WORK ORDER: Go through the material and pull out every line with the string "purple" in it.

>>>

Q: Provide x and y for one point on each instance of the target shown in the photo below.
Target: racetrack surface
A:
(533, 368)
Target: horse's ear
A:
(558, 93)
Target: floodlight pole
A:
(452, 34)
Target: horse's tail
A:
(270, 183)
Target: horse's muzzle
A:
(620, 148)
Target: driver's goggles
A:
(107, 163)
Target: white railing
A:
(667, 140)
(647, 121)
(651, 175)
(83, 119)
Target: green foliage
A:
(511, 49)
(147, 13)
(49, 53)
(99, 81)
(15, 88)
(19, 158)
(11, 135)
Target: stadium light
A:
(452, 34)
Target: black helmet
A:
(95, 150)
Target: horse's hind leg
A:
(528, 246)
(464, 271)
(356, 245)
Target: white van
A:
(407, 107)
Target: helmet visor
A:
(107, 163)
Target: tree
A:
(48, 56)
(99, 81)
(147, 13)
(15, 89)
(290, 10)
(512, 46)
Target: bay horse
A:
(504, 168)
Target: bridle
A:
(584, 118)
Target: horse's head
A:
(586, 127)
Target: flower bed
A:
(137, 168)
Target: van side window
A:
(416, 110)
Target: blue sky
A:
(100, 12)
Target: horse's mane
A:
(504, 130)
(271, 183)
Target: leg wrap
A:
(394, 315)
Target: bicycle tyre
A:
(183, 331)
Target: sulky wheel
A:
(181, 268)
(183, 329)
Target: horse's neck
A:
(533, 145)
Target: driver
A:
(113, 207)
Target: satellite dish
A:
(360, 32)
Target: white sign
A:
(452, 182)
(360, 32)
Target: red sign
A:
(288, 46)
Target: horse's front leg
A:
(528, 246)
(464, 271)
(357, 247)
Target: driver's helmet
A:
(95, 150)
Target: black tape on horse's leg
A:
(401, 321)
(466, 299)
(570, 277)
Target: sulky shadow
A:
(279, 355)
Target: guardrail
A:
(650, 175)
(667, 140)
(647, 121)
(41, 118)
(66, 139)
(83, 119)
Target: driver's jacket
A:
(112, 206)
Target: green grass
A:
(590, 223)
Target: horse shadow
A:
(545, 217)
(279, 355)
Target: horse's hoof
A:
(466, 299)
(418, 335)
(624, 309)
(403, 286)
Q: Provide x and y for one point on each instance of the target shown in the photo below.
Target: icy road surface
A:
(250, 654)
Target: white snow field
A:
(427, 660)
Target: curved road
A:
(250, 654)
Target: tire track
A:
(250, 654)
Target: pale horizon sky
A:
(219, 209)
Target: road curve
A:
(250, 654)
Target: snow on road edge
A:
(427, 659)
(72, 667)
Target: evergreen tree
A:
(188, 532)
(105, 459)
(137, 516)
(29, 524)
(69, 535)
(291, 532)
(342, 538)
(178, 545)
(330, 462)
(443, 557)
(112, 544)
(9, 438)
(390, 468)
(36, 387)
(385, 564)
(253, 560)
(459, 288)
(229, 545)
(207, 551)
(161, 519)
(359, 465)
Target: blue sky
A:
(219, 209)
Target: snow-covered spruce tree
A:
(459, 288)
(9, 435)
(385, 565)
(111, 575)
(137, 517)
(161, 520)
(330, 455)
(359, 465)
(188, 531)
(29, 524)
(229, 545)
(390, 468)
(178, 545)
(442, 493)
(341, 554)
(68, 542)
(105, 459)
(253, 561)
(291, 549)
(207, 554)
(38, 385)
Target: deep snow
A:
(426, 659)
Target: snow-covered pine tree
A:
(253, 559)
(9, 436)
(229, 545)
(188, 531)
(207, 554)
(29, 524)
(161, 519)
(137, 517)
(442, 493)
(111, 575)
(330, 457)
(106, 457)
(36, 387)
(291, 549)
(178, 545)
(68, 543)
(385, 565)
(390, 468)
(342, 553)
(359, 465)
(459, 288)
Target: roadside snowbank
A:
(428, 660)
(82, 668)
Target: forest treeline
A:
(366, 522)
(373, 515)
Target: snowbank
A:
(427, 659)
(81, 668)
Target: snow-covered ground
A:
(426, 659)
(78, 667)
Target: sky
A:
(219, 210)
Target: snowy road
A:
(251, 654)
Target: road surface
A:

<<<
>>>

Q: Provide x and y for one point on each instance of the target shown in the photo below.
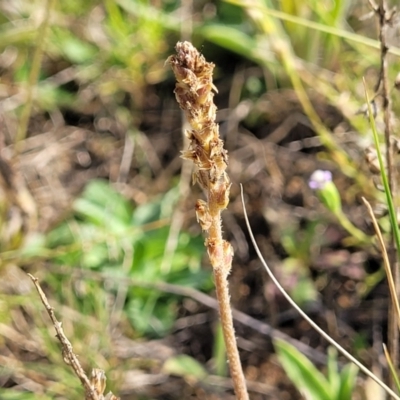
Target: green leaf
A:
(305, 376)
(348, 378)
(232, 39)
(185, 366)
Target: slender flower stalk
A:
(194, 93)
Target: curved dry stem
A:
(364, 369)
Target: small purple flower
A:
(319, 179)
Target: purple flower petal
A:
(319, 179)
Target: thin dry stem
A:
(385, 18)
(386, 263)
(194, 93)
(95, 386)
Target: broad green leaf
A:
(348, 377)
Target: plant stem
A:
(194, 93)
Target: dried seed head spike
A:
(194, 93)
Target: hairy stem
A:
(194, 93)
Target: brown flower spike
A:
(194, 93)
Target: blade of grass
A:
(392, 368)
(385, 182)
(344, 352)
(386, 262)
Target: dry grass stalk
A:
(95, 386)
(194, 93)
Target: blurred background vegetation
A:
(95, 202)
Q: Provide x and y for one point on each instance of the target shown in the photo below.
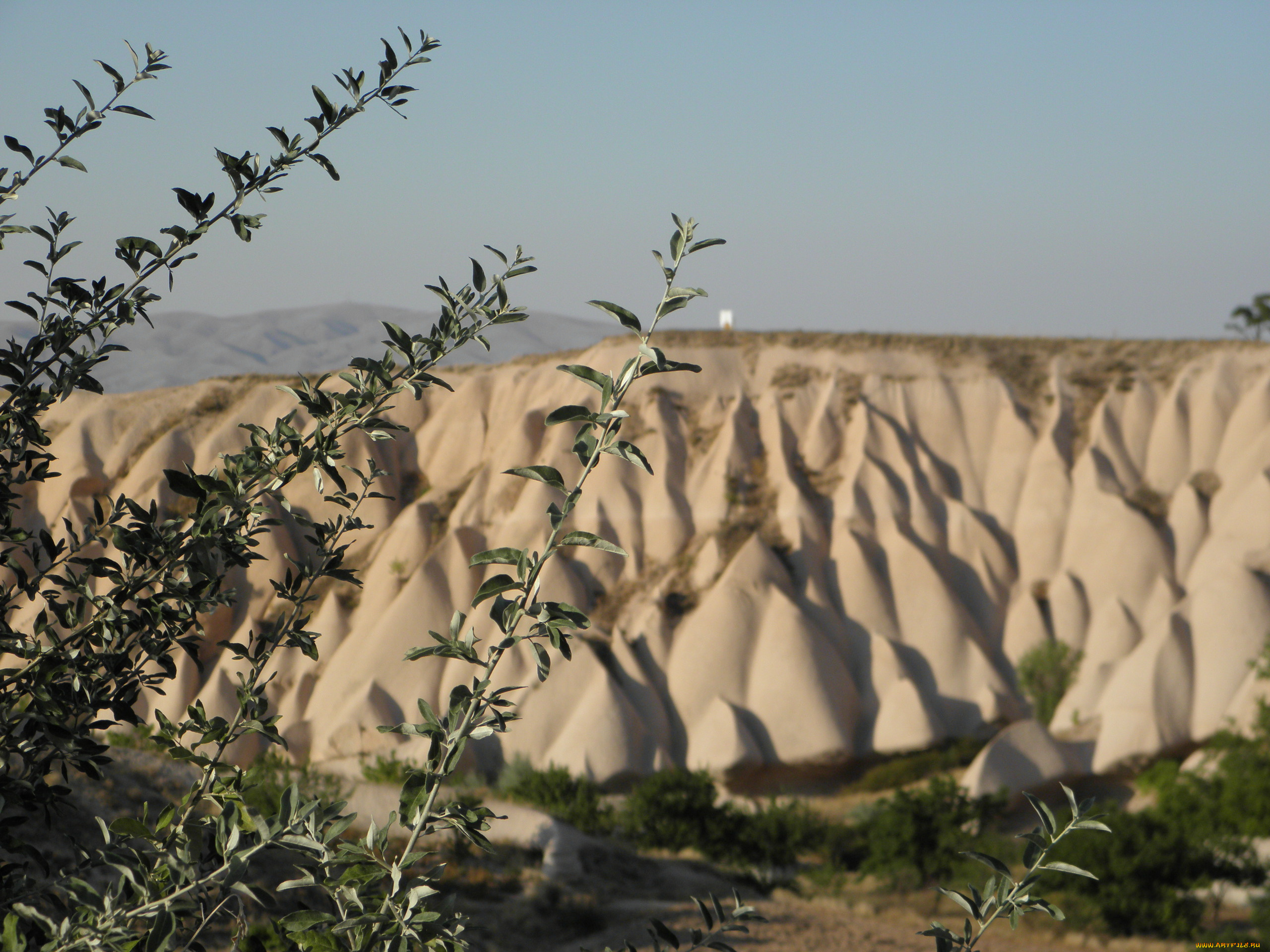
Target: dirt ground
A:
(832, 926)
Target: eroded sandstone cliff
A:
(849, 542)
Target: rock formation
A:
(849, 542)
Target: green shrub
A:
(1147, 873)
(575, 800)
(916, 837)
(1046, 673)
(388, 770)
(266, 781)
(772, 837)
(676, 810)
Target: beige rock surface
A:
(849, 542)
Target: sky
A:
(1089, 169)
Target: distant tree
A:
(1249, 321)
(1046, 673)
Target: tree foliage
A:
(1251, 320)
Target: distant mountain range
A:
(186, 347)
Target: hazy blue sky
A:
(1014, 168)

<<<

FINISHED EXERCISE:
Target: small purple flower
Target: purple flower petal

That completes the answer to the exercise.